---- Given data

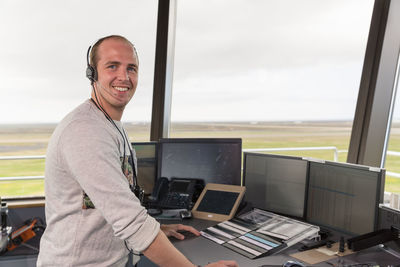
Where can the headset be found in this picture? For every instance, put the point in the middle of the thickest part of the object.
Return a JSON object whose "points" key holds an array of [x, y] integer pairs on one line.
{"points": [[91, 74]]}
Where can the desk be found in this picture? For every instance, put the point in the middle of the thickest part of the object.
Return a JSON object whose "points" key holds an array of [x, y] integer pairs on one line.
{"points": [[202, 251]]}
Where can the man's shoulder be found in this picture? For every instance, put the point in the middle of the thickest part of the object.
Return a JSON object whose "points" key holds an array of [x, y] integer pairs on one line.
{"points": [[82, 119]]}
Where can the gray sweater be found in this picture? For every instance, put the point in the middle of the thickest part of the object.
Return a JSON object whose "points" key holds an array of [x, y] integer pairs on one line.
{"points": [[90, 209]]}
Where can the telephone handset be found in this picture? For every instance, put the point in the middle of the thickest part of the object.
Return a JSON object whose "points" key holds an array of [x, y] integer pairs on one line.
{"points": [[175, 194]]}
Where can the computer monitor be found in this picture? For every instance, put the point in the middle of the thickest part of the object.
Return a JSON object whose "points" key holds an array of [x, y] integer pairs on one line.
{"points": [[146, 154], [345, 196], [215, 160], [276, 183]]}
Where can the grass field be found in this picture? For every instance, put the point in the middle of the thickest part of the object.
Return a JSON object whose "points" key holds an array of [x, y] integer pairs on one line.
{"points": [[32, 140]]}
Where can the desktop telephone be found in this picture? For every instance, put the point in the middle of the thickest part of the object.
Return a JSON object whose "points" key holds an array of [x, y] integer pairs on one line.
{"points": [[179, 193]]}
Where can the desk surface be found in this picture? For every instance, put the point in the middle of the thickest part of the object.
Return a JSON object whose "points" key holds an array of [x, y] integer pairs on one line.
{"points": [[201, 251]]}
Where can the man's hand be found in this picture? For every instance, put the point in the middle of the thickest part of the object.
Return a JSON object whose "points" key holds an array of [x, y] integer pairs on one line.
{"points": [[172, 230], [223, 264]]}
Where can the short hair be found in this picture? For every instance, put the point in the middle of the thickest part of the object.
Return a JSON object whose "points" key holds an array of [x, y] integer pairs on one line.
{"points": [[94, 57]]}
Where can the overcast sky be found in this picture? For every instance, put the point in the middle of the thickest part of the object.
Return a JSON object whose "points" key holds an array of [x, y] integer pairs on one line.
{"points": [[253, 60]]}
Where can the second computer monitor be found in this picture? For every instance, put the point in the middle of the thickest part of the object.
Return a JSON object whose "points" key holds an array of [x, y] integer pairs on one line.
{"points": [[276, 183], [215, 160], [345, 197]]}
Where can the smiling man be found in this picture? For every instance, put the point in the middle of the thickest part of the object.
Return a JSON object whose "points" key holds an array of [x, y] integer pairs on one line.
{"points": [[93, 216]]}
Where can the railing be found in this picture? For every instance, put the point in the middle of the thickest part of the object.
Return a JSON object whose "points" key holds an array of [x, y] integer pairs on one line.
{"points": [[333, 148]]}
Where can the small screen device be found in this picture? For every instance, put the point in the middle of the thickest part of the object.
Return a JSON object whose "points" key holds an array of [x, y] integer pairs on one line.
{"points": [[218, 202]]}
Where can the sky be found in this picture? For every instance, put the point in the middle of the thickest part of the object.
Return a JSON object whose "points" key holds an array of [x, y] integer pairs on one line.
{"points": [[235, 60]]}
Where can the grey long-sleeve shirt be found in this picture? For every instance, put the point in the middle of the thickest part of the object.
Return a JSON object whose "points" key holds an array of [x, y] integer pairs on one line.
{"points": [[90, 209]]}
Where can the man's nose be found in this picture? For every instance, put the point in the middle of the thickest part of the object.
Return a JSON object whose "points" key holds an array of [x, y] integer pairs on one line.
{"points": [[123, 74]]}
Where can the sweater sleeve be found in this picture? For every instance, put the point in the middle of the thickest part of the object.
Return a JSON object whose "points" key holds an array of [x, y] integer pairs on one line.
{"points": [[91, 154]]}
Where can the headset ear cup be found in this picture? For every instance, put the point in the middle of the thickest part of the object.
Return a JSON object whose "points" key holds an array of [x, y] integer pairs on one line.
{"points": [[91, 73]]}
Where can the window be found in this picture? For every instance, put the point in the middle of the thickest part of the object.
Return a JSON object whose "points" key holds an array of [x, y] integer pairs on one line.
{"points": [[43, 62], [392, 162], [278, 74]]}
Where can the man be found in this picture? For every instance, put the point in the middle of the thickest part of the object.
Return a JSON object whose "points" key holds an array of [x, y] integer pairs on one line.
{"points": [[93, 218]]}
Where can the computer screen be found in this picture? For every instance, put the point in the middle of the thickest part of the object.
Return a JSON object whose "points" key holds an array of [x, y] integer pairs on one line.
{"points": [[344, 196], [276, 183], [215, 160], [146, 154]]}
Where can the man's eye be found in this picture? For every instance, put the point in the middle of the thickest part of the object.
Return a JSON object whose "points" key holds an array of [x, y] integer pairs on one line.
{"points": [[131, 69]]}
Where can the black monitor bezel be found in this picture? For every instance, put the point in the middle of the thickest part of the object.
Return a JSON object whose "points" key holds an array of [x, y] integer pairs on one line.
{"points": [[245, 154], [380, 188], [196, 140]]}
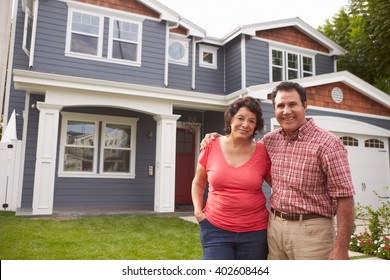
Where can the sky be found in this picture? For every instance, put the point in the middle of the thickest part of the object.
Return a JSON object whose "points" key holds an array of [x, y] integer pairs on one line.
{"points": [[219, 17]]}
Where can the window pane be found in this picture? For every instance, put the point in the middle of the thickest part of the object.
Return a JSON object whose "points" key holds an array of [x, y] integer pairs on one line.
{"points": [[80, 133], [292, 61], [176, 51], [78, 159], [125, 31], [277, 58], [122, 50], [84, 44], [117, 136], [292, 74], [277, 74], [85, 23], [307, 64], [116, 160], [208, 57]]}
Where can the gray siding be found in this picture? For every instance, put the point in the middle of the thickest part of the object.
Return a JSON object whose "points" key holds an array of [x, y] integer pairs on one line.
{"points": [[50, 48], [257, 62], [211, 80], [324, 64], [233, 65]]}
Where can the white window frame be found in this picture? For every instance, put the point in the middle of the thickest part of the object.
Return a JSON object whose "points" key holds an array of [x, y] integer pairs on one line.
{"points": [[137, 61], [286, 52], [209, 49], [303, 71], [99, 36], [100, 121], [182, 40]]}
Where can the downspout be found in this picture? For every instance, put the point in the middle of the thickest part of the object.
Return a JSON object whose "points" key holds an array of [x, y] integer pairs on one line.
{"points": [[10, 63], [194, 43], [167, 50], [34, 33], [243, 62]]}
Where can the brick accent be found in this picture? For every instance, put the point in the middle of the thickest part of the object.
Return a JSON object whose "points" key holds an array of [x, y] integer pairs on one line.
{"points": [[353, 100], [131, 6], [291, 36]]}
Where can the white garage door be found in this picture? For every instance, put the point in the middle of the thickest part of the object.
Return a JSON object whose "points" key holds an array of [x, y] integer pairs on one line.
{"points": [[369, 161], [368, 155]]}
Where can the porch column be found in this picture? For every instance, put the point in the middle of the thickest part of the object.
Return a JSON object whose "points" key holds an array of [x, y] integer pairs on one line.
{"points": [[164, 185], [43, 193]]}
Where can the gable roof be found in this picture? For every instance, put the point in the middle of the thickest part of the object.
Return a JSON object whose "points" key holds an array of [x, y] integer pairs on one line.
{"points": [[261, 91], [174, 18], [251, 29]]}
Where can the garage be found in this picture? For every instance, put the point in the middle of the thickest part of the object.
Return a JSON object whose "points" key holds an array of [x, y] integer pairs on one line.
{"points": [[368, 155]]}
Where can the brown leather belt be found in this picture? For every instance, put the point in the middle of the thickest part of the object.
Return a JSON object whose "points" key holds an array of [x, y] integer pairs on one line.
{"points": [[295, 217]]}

--------
---- Given data

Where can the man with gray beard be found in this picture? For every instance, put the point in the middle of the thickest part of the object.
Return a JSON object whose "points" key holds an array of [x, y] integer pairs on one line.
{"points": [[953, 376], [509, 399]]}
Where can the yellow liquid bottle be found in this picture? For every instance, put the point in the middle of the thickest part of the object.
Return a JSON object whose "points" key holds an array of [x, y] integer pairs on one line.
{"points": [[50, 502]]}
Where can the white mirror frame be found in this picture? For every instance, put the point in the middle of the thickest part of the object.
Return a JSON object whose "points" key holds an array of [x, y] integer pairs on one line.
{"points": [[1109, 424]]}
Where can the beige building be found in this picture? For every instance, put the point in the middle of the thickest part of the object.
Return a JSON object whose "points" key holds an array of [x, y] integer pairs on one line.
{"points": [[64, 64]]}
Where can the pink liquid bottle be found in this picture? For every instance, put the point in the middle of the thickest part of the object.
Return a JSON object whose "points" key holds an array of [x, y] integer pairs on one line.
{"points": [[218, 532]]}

--------

* [What this task involves]
Figure out how many lines in the entries above contain "gray". Write only that number.

* [Solution to this exercise]
3